• **To do**: Update the material below by replacing "Target" with "Object" wherever it occurs, and reproduce every line otherwise unchanged.

Data records start

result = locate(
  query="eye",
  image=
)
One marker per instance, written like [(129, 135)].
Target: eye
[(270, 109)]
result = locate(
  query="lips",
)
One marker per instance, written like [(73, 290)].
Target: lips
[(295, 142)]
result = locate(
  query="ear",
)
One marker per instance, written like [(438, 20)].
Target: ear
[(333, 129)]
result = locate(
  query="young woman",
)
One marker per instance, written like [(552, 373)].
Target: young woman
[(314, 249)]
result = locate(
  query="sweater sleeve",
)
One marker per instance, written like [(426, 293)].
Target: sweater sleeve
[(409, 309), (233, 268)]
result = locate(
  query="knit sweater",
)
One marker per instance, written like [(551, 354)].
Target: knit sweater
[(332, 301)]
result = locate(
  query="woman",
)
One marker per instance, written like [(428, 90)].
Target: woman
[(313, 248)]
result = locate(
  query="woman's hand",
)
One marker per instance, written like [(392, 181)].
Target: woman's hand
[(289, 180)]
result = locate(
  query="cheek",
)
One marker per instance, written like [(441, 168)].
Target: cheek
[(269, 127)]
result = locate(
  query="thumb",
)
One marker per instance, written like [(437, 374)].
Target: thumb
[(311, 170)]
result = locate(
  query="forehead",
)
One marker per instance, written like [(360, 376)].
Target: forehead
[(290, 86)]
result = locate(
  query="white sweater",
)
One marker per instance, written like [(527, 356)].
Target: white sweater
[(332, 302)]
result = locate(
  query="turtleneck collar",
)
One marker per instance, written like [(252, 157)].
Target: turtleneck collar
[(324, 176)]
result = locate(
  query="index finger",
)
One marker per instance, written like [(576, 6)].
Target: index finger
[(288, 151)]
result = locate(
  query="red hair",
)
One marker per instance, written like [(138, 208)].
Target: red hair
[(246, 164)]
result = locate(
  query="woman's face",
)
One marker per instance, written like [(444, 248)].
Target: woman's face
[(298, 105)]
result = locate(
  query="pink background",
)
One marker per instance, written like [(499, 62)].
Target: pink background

Data records end

• **Solution to this task**:
result = locate(
  query="eye",
  image=
)
One marker per instance, written like [(129, 135)].
Object: eye
[(270, 109)]
result = locate(
  query="lips",
)
One marker per instance, written like [(73, 290)].
Object: lips
[(295, 142)]
result = locate(
  query="ear",
)
One marker per instance, written like [(438, 20)].
Object: ear
[(333, 129)]
result = locate(
  query="young woman",
)
One marker per instance, written like [(552, 373)].
Object: young woman
[(314, 249)]
result = locate(
  query="sweater sleeve",
)
One marker per instance, written like [(426, 293)].
Object: sweater sleeve
[(409, 309), (233, 268)]
result = locate(
  query="knit sweater",
)
One marker per instance, written like [(551, 354)].
Object: knit sweater
[(332, 301)]
result = locate(
  query="woman",
)
One marker per instance, written like [(428, 90)].
Object: woman
[(313, 248)]
result = locate(
  query="woman's hand",
)
One marker per instance, written like [(392, 181)].
Object: woman's hand
[(289, 180)]
result = locate(
  query="cheek",
)
One marker per instance, written like [(441, 168)].
Object: cheek
[(269, 127)]
result = locate(
  query="thumb",
)
One marker per instance, written like [(437, 374)].
Object: thumb
[(311, 170)]
result = locate(
  query="forehead",
)
One marker per instance, written like [(360, 376)].
Object: forehead
[(290, 86)]
result = locate(
  query="white sweater",
)
One marker per instance, written like [(527, 356)].
Object: white sweater
[(332, 302)]
result = locate(
  query="turtleneck collar",
)
One marker per instance, written like [(252, 157)].
Object: turtleneck collar
[(324, 176)]
result = locate(
  query="index finger",
)
One marker per instance, written like [(576, 6)].
Object: index finger
[(288, 151)]
result = locate(
  query="red hair",
)
One marker per instance, written like [(138, 208)].
Object: red hair
[(246, 164)]
result = locate(
  query="woman's face",
)
One marker per instance, written like [(444, 248)].
Object: woman's face
[(298, 105)]
result = locate(
  query="pink background",
)
One marker per instance, written like [(499, 62)].
Object: pink background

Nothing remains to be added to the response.